• Work item: According to the excerpt on Semaphorin 3A and kidney disease, in which kidney cells is SEMA3A expressed in the normal adult kidney?

• Document excerpt:
• • • •

Kidney diseases are worldwide public health problems affecting millions of people. However, there are still limited therapeutic options against kidney diseases. Semaphorin 3A (SEMA3A) is a secreted and membrane-associated protein, which regulates diverse functions, including immune regulation, cell survival, migration and angiogenesis, thus involving in the several pathogeneses of diseases, including eyes and neurons, as well as kidneys. SEMA3A is expressed in podocytes and tubular cells in the normal adult kidney, and recent evidence has revealed that excess SEMA3A expression and the subsequent signaling pathway aggravate kidney injury in a variety of kidney diseases, including nephrotic syndrome, diabetic nephropathy, acute kidney injury, and chronic kidney disease.

• • • •

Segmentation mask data
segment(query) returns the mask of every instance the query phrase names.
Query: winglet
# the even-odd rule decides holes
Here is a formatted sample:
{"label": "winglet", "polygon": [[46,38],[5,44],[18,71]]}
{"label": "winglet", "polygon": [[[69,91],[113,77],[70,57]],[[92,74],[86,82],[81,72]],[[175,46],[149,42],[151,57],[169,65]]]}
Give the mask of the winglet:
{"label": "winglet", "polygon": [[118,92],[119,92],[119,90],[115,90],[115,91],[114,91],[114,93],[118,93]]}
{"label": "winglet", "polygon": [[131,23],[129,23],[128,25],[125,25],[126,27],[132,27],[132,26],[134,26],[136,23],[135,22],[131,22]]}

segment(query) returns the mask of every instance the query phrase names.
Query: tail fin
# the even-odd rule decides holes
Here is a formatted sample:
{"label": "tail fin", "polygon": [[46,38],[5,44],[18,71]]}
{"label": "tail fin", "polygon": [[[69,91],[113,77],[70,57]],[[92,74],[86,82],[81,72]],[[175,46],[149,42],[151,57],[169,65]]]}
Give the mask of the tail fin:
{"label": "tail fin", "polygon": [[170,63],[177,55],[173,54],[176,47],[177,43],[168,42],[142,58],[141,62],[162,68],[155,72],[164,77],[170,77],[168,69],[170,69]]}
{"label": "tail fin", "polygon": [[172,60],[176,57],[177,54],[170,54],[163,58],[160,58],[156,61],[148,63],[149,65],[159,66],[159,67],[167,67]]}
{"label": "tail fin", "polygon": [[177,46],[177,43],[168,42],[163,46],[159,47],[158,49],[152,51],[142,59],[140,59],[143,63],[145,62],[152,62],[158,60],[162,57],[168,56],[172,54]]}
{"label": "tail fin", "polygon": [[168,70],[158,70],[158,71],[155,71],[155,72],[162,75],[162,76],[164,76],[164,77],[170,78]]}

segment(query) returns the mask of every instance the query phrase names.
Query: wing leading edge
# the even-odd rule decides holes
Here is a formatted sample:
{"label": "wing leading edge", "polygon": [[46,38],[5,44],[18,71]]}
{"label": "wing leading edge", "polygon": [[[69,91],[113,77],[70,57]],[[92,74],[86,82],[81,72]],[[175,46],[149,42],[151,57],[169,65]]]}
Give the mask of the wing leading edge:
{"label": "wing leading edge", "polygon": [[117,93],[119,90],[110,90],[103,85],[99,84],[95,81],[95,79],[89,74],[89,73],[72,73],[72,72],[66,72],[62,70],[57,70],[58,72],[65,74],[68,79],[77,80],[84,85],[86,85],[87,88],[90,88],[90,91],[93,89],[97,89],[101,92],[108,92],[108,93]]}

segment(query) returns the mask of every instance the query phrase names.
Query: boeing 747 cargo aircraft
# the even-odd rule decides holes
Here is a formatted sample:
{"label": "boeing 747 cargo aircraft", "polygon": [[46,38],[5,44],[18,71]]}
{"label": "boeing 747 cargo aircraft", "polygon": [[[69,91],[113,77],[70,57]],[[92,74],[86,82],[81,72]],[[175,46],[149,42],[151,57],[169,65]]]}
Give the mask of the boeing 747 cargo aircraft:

• • • •

• Written reply: SEMA3A is expressed in podocytes and tubular cells.